> [Prompt]
Please reproduce the part of the Hamming distance write-up starting with "Elements that can" and going on through "increment Hamming distance.", word for word.

> [Page extract]
□ □ □

1722. Minimize Hamming Distance After Swap Operations

Intuition

Elements that can be swapped freely (via allowed swaps) form connected components. Within each component, any arrangement is possible. For each target[i], check if source has a matching value in the same component.

Algorithm

1Build Union-Find from allowedSwaps. Group all source[i] values by their component root.
2For each target[i]: look up its component root and check if that value exists in the component's frequency map. If yes: consume one count. If no: increment Hamming distance.

Common Pitfalls

•Union-Find with path compression + union by rank. O((n + k) α(n)) time. Consuming from frequency map prevents double-matching.

1722.cs

public class Solution
{
    public int MinimumHammingDistance(int[] source, int[] target, int[][] allowedSwaps)
    {
        int n = source.Length;
        int ans = 0;
        UnionFind uf = new UnionFind(n);
        Dictionary<int, int>[] groupIdToCount = new Dictionary<int, int>[n];

        for (int i = 0; i < n; ++i)
            groupIdToCount[i] = new Dictionary<int, int>();

        foreach (var allowedSwap in allowedSwaps)
        {
            int a = allowedSwap[0];
            int b = allowedSwap[1];
            uf.UnionByRank(a, b);
        }

        for (int i = 0; i < n; ++i)

□ □ □

> [Dataset extract]
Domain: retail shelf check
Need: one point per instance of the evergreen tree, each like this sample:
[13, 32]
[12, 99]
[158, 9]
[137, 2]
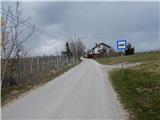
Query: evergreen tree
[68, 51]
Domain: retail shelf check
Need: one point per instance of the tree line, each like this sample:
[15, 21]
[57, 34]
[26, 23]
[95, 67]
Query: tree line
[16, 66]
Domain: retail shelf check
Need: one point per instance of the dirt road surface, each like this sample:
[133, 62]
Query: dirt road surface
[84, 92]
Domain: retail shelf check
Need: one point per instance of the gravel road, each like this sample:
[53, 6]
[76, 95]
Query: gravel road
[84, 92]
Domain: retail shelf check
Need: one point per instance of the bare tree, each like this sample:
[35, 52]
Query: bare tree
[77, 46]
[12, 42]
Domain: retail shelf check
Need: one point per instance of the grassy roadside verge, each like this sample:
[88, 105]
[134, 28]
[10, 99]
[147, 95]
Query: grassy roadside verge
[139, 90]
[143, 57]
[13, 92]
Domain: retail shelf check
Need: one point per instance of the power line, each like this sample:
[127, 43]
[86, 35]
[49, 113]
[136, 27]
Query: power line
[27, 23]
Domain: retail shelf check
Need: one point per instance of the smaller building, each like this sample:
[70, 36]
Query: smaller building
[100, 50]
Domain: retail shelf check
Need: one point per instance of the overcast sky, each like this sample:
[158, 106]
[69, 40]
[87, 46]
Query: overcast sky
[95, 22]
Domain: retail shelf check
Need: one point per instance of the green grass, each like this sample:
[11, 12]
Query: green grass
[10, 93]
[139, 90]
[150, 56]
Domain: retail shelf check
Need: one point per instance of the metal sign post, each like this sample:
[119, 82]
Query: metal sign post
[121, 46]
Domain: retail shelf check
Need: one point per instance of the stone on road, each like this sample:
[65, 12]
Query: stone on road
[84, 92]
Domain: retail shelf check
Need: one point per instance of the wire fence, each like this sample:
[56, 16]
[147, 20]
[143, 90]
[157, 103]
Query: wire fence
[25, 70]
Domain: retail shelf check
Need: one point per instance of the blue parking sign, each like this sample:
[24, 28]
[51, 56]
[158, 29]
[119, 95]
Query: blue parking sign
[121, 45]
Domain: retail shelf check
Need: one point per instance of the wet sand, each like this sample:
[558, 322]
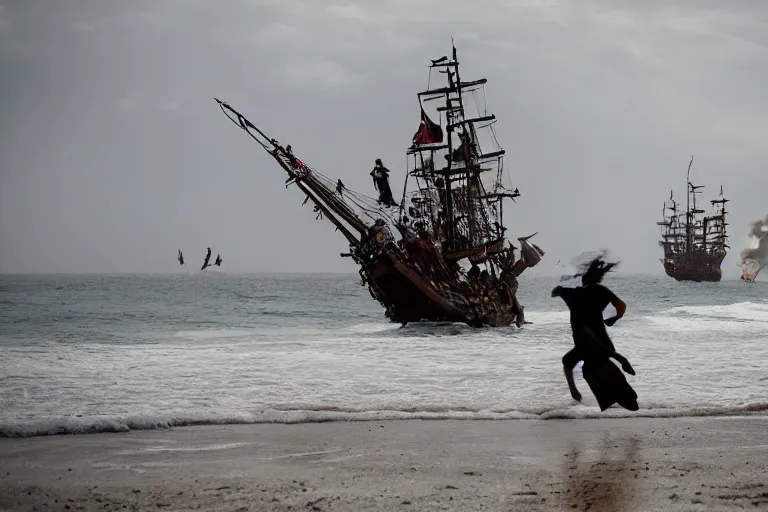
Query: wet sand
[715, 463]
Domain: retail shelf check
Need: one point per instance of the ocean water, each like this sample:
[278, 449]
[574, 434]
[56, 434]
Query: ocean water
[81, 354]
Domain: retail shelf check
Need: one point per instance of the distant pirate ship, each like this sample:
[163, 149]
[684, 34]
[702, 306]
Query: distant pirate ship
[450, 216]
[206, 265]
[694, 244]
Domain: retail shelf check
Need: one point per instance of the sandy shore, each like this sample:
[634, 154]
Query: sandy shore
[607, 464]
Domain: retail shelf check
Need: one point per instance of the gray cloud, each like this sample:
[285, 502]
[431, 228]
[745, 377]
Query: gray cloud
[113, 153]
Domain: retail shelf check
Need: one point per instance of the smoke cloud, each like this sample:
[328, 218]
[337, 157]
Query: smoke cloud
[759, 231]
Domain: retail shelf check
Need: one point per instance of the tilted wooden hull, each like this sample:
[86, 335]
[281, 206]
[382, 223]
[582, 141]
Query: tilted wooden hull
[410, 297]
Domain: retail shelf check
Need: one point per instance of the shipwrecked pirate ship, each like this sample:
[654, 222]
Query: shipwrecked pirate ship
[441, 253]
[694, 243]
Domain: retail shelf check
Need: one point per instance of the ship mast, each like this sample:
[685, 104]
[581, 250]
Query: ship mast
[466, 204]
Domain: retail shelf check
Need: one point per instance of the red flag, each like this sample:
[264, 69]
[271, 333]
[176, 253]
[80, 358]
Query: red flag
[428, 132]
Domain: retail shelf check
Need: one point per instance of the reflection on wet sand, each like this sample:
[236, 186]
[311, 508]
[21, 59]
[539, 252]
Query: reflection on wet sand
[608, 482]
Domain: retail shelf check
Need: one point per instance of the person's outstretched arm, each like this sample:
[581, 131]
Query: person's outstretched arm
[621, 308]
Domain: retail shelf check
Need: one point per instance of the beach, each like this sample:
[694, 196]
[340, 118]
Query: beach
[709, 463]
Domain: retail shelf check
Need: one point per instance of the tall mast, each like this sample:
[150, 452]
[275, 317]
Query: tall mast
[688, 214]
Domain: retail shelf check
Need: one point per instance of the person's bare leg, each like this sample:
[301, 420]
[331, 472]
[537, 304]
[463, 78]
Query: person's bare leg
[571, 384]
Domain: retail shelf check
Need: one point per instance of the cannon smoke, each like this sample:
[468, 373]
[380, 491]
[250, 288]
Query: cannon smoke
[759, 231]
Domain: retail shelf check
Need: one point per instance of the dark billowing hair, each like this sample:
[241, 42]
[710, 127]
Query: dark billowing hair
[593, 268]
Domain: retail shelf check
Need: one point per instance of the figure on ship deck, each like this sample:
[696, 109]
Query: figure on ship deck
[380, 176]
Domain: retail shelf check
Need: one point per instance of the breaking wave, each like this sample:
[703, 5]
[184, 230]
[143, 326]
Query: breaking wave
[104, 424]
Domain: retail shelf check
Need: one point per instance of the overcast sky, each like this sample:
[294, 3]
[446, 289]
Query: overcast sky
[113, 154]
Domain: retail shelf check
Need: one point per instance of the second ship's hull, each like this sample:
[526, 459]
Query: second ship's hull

□ □ □

> [Exercise output]
Elements that can be swapped freely (via allowed swaps) form connected components. Within each component, any arrangement is possible. For each target[i], check if source has a matching value in the same component.

Algorithm

1Build Union-Find from allowedSwaps. Group all source[i] values by their component root.
2For each target[i]: look up its component root and check if that value exists in the component's frequency map. If yes: consume one count. If no: increment Hamming distance.